### [EXERCISE DESCRIPTION]
From the line that includes "the beard, written" to the last line of the data, quote each line precisely; both boundary lines belong in the answer.

### [RECORDS FOR PROCESSING]
········

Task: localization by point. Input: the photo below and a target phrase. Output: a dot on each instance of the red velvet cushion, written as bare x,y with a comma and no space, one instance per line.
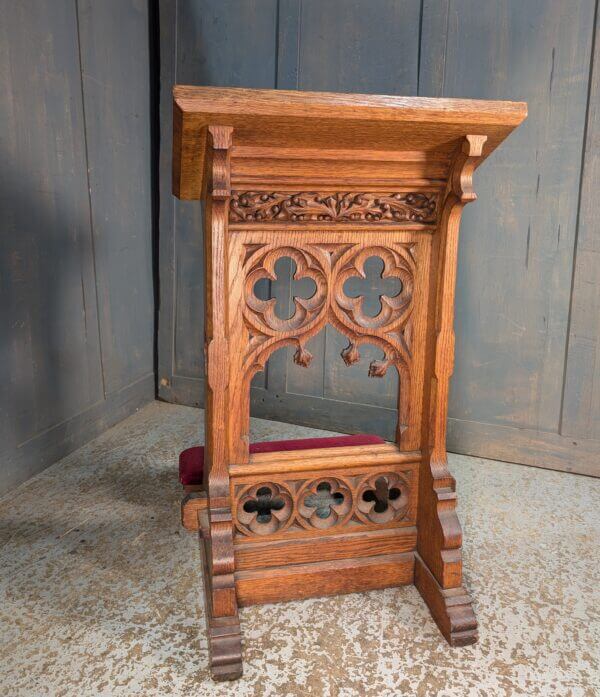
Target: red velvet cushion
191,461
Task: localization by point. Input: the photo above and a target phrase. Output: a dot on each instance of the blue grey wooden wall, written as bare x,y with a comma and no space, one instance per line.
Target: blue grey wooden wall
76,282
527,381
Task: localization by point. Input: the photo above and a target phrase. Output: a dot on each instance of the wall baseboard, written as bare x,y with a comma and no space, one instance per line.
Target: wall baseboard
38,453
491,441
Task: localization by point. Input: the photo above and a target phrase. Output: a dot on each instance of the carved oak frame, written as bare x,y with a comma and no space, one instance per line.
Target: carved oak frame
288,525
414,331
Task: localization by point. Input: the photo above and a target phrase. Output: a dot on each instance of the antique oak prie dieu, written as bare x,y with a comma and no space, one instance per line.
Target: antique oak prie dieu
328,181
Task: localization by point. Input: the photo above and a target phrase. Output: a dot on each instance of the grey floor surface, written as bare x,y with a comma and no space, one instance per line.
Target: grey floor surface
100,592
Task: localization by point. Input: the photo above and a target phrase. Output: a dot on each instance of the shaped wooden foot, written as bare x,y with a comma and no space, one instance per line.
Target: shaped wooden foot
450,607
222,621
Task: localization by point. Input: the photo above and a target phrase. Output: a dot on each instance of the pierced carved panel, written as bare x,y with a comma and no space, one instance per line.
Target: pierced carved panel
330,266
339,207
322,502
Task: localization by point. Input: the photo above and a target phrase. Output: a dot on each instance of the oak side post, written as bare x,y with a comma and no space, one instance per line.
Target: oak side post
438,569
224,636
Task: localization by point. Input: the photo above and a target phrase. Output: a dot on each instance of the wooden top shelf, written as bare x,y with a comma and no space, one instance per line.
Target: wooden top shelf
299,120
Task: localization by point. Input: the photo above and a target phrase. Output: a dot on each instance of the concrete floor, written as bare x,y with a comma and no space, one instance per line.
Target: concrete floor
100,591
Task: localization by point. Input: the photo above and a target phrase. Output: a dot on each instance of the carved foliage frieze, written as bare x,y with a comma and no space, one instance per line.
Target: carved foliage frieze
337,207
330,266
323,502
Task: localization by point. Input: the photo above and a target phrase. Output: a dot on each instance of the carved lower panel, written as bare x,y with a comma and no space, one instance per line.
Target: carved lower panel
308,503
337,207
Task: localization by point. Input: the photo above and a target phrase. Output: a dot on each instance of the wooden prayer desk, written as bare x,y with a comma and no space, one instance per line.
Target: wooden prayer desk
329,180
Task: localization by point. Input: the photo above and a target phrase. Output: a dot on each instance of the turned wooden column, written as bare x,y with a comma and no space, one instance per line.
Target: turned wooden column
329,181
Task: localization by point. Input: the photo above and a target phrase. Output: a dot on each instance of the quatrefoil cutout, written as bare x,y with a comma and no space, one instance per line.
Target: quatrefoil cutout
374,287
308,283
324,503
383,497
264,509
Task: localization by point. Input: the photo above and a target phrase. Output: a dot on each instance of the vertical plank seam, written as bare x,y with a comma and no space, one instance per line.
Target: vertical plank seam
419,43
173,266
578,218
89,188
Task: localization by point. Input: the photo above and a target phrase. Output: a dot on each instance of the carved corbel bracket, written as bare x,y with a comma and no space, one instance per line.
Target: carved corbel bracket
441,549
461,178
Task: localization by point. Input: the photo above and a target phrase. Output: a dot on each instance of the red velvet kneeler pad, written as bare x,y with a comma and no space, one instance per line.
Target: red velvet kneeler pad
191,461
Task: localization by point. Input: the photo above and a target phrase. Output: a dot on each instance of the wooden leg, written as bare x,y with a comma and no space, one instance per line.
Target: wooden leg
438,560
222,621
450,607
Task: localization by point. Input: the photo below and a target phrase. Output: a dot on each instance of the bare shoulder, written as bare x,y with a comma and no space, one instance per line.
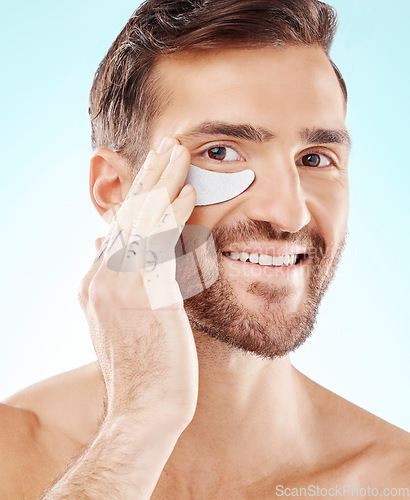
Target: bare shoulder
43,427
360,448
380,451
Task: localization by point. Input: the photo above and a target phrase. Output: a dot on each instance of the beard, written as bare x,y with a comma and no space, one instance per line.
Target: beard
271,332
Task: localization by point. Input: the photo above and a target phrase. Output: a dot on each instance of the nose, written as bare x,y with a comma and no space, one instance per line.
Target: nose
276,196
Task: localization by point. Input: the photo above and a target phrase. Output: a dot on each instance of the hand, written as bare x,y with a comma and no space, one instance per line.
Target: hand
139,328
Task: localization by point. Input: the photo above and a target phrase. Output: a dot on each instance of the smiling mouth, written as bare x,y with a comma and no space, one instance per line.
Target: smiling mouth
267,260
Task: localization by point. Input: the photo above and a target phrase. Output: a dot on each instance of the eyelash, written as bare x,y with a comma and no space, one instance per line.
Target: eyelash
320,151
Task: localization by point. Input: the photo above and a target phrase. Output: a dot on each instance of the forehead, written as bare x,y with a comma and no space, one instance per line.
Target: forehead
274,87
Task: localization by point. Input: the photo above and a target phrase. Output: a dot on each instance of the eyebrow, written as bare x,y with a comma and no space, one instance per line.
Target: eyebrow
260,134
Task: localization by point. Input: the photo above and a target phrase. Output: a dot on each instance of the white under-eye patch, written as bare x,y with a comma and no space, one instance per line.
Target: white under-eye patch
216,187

········

### [WRITTEN ANSWER]
Task: localization by point. Input: the photo above and a target phrase. Output: a dot on each instance of the beard, written as bare x,y with a comma and no space, one instance per line.
Target: beard
271,332
Task: localization by point. Input: the photo above and a target phrase. Output: a dot on each instance of the nose, written as bare x,y with a comma and no space, one instance per line.
Target: nose
276,196
Task: localization by point. Input: the photo above and a target phrase. Output: a dot on each instance of the hand, written as bare x,y with a comma and no space, one instance per line.
Target: hand
139,328
Task: localization by point. Input: the photo above and a target phrase. Output: a dot on each instance of the smiling mouth, written as bare x,y with a comma and no space, one instance per line.
Target: smiling mouth
267,260
Task: localization by point. Input: the photo above and a target phrase. Output: a dot on each instance of the eyelash, written as bare x,y with a comma and no space, one instance per line.
Target: eyelash
320,151
Task: localization by point. Input: the photo above and a target phrase. Output: a dot on each instance of the forehead, written as bare x,y with a comma and no space, one instance per line.
Target: forehead
274,87
Task: localization by point. Input: the photo above and a target phrase. Output: a dot on each instance of the eyebrow, written as bare x,y with a comma and no space, one instance per line.
Target: eyebrow
260,134
Task: localization by point. Input: the photo above and a target phrase. Output: a dot on each instance of the white under-eye patch, written as bare x,y with a comma and no space, one instance per line.
Target: white under-eye patch
216,187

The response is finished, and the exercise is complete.